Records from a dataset
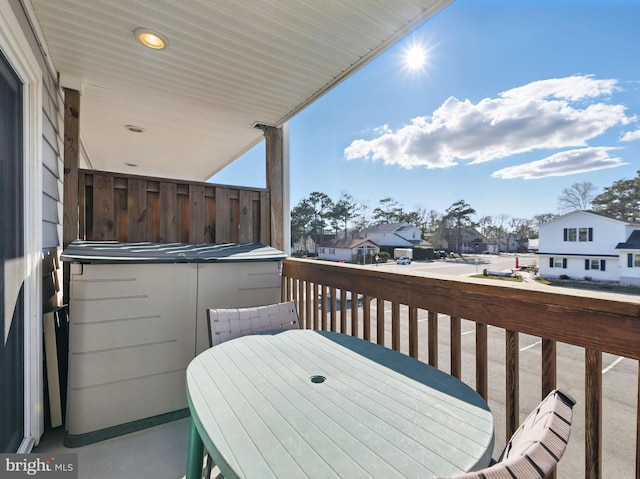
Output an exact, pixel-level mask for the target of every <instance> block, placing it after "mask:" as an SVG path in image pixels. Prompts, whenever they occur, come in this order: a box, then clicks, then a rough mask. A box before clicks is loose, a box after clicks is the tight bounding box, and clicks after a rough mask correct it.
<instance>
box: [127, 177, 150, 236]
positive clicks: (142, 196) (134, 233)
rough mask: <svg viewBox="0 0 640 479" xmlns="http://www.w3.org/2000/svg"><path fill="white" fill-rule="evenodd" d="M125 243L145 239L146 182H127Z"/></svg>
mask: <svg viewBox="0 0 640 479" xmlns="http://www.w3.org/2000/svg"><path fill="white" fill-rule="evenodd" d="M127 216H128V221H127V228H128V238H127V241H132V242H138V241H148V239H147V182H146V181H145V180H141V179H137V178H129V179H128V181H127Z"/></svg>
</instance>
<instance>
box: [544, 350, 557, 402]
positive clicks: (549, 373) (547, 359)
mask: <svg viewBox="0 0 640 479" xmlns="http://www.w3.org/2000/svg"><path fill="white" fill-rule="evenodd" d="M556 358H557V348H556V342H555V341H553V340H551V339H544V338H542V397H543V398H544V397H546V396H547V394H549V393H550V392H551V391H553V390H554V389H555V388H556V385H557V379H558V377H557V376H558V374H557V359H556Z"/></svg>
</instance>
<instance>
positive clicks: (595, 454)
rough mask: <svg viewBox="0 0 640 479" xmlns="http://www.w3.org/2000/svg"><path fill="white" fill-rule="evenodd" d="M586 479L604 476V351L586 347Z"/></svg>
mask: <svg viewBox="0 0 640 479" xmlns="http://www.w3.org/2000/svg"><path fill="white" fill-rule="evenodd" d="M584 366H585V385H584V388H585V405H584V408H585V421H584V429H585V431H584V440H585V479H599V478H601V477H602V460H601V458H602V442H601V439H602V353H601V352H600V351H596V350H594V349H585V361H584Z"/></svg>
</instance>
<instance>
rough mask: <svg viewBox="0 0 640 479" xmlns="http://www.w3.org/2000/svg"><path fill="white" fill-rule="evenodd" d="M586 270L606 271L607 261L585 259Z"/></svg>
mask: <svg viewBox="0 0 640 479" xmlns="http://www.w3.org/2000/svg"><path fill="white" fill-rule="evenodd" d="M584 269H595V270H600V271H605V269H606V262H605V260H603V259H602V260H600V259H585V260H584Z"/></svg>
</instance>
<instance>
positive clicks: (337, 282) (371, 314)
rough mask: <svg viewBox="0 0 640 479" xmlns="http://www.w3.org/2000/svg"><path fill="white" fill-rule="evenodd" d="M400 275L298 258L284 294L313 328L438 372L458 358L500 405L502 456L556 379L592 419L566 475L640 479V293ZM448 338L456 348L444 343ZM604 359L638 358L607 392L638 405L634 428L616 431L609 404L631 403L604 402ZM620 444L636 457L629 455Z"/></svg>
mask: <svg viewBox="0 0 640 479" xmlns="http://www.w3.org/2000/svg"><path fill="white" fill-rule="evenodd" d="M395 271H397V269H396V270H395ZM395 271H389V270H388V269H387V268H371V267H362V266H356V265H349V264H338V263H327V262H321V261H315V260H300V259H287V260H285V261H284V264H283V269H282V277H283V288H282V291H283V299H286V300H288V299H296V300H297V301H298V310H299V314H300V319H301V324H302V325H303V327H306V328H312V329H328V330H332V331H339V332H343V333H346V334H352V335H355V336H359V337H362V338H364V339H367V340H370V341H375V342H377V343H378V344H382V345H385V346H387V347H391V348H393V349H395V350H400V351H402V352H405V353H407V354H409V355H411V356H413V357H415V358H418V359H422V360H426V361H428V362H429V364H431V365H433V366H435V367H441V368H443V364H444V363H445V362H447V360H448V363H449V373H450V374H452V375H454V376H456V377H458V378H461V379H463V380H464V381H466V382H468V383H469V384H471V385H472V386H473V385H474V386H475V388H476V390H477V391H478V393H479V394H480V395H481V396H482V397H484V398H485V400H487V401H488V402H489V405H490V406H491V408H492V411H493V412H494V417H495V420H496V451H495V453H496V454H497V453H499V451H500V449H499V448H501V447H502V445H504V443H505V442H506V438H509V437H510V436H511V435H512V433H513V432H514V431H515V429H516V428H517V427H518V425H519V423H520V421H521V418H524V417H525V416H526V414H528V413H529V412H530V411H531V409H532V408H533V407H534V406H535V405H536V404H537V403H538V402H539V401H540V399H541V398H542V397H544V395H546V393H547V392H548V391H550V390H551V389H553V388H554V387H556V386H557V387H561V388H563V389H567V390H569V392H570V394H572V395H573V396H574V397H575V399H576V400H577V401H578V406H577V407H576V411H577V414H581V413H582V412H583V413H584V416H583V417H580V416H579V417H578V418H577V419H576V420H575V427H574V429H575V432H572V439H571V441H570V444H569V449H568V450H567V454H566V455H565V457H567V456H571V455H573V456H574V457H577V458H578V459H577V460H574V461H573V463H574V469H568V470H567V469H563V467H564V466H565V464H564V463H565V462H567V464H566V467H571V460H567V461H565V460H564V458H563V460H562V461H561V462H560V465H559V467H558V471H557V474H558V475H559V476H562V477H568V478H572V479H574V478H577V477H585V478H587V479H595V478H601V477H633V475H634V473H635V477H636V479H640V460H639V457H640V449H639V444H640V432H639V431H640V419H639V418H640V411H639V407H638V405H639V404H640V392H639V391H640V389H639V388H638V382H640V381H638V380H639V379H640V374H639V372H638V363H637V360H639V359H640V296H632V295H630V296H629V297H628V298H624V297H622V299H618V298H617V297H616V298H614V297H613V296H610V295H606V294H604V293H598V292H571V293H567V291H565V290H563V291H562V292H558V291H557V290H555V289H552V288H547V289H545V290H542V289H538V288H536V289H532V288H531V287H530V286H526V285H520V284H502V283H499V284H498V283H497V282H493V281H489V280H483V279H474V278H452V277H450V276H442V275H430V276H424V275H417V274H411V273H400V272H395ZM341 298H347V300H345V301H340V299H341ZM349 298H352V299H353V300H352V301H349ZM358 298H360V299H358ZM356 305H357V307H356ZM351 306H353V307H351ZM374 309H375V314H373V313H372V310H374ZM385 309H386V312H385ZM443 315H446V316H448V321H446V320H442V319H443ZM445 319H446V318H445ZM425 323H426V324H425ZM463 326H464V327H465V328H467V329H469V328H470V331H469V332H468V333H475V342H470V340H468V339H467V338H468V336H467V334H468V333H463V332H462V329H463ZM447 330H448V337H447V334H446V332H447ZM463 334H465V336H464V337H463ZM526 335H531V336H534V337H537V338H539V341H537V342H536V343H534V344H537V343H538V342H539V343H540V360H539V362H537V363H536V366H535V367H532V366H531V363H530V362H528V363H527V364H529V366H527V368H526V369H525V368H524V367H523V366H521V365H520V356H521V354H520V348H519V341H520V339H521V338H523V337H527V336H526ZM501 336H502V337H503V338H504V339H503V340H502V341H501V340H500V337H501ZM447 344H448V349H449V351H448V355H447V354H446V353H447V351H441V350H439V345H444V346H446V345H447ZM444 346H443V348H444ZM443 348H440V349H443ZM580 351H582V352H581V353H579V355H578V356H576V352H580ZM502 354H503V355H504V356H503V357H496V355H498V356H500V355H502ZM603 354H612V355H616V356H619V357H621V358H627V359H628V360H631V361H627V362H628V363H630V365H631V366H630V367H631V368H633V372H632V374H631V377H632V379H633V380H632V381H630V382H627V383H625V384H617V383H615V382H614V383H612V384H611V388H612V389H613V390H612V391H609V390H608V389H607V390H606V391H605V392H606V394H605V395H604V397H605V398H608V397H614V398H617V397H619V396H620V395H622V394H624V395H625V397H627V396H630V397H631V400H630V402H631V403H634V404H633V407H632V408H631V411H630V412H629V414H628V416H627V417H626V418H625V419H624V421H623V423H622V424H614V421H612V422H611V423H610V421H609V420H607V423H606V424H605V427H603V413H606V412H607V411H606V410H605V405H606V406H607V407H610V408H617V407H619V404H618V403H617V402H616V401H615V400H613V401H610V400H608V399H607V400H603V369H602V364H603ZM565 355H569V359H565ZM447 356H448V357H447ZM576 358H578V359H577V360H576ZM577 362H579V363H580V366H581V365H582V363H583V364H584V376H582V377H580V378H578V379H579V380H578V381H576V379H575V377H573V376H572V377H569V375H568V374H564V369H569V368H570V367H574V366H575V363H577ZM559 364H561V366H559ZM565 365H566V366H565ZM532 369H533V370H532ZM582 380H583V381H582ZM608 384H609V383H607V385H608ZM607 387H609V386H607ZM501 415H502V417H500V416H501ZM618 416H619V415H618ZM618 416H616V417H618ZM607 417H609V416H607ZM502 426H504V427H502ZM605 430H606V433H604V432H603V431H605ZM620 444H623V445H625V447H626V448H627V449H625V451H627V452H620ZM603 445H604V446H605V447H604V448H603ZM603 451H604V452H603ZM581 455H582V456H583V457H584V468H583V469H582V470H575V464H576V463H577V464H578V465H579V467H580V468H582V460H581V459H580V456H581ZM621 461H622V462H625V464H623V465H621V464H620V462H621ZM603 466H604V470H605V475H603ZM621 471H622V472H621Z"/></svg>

* _TASK DIRECTIONS_
Convert the items into a numbered list, from the start of the items through the line containing "box: [127, 177, 150, 236]", with both ends included. Leave out blank lines and pictures.

* _RESULT BELOW_
1. Output an exact, pixel-level mask for the target of every <instance> block, placing it after "mask:" as an SVG path in image pixels. Prompts, whenever they occur, come in this order: a box, then clicks, then a rough mask. A box before clicks is loose, a box after clicks is the tight bounding box, and clicks after a rough mask correct it.
2. <instance>
3. box: [127, 177, 150, 236]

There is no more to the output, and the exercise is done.